▸ **Task directions**: Your output must consist solely of the lines from the one containing "line, e.g. [497,168]" through the end of the records, reproduced exactly.

[START Records shown]

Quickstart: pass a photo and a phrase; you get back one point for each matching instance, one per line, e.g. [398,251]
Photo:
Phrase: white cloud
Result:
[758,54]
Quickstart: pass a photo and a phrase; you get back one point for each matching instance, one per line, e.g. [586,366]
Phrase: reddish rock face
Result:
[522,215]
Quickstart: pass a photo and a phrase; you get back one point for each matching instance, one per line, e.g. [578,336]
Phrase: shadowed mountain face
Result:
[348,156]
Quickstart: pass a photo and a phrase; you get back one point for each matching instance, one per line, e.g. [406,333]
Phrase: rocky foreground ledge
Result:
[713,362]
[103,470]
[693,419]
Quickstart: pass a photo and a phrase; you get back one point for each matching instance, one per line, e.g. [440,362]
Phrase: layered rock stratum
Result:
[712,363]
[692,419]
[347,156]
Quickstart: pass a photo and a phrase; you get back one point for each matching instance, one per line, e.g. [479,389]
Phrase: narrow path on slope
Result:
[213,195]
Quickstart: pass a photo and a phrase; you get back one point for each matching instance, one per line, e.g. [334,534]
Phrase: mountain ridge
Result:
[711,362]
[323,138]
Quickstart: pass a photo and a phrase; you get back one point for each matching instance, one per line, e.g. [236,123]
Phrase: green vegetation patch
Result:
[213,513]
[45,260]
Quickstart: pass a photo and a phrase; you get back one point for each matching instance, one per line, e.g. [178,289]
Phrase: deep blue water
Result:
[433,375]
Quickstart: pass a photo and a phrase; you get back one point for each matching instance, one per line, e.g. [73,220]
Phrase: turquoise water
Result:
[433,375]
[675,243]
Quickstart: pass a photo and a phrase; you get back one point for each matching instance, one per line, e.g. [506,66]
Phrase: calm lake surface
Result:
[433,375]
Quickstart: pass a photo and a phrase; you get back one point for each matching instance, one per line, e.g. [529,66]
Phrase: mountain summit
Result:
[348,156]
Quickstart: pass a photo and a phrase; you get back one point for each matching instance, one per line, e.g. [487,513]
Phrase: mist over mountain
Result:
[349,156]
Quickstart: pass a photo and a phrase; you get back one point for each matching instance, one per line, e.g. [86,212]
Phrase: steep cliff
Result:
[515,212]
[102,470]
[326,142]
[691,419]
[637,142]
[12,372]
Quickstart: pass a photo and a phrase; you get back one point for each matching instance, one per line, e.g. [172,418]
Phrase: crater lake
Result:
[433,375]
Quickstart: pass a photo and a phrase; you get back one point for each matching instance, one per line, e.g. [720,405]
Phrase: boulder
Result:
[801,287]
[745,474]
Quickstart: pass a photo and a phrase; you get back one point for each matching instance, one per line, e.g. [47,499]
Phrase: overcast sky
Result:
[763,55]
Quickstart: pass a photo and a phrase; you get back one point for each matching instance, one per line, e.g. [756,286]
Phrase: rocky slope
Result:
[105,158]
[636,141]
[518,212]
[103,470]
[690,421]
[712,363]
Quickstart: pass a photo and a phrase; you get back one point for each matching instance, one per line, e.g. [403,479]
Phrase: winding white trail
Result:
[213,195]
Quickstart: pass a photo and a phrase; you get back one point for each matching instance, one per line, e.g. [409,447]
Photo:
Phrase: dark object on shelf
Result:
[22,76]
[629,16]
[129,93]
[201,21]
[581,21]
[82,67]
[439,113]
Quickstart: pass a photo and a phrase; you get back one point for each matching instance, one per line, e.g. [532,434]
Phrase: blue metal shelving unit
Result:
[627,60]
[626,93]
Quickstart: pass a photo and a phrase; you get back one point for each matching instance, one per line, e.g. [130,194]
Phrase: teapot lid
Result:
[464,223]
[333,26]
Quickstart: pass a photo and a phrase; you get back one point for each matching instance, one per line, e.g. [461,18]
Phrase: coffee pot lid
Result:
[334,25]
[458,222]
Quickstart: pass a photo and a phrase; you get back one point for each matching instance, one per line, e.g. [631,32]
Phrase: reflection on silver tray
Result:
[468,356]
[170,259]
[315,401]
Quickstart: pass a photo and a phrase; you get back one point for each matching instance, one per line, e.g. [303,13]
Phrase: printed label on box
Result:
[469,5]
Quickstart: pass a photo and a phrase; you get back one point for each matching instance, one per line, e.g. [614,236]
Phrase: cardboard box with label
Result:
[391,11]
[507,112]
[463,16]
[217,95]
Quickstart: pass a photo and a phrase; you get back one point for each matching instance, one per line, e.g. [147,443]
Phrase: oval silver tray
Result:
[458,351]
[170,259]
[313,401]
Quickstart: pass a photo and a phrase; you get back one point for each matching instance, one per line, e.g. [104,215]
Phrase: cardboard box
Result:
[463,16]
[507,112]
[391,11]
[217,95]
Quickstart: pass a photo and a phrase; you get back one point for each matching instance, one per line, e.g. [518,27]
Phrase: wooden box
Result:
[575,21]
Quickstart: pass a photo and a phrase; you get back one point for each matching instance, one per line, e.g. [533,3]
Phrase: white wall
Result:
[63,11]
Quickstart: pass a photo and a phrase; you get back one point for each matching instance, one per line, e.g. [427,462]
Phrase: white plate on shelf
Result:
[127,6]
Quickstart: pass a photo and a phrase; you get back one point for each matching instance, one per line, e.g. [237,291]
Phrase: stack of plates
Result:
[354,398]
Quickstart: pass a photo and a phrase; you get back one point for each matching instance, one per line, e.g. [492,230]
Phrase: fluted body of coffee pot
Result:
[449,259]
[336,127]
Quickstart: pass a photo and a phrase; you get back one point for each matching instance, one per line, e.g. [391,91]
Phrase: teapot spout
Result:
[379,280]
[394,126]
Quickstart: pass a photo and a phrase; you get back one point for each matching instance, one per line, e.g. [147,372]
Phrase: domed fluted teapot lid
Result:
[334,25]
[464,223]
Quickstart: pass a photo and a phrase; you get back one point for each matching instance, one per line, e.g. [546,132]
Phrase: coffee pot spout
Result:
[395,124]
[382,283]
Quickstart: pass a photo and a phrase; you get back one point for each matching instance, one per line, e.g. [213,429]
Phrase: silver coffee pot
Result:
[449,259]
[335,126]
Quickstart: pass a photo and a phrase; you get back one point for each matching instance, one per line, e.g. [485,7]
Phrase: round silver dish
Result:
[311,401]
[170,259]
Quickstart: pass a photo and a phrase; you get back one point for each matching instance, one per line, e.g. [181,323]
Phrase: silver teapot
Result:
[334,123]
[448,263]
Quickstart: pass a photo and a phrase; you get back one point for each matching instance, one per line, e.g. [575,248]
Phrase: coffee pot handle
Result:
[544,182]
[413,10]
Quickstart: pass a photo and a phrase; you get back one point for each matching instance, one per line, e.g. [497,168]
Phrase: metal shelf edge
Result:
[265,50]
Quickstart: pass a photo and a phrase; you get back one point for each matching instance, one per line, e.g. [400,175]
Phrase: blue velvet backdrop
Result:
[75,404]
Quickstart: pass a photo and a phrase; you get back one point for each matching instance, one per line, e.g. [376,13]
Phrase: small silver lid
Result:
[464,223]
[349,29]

[END Records shown]

▸ **Response to the task**:
Quickstart: pass a photo and a phrase; you get back one point for each matching instance, one per line, e.g. [497,168]
Phrase: metal shelf edge
Result:
[265,50]
Quickstart: pass a photo and a phrase; you get back one point for each matching instance, one per line, e.g. [400,175]
Phrase: blue velvet backdrop
Result:
[75,404]
Quickstart: pass a photo and a phrase; you get back one point for each matching instance, one per line, e.g. [376,13]
Phrase: small silver lid
Result:
[464,223]
[349,29]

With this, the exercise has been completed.